§ Set task 1: Translate this sentence from the Canada Caregiver Credit excerpt below into French: "But this larger credit is never claimed for a minor child."
§ Set task 2: Carry on the Canada Caregiver Credit excerpt below, picking up right after its final sentence.

§ Document excerpt:
· · · ·
2) A “Maxi” CCC of $6,883 in 2017 ($6,986 in 2018), or a portion thereof, may be claimed if you are supporting a spouse or eligible dependant over 18 whose net income is over $11,635 in 2017 ($11,809 in 2018). You may also claim this amount for infirm adults who are considered “other dependants.” But this larger credit is never claimed for a minor child.

The Maxi portion of the Canada Caregiver Credit is complicated for spouses, because you may be able to claim the Mini CCC in conjunction with the spousal amount. However, if you can’t claim the spousal amount, then you may be able to claim part (or all) of the Maxi amount.

A “dependant” can also be your own parents/grandparents, brothers/sisters, aunts/uncles, nieces/nephews or adult children, or those of your spouse or common law partner. Only one claim will be allowed for the Canada Caregiver Credit for this class of dependant, although the claim could be shared among two or more taxpayers as long as the total amount claimed does not exceed the allowable claim.
· · · ·
§ Dataset excerpts:
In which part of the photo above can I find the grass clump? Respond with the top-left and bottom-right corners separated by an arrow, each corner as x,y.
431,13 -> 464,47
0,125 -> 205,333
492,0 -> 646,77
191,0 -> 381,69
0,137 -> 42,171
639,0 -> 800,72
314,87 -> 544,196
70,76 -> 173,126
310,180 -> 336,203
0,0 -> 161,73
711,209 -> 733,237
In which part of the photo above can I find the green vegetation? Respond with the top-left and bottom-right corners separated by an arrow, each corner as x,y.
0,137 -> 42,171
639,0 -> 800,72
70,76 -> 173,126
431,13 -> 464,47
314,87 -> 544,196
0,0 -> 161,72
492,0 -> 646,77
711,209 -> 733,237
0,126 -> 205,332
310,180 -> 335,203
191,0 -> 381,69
· · · ·
§ Exercise result 1: Mais ce crédit plus important n'est jamais demandé pour un enfant mineur.

§ Exercise result 2:
The Canada Revenue Agency may contact you at some time in the future to verify the claim for the Canada Caregiver Credit or the Disability Amount. An “infirm dependant” is one who has “an impairment in physical or mental functions.” A child under 18 will be considered to be “infirm” only if he or she is likely to be, for an indefinite duration, dependant on others for significantly more assistance in attending to personal needs, compared with children of the same age. This person can be claimed for the Canada Caregiver Credit.

Finally, don’t forget that the EI Compassionate Care Benefits for Caregivers are available for up to six months.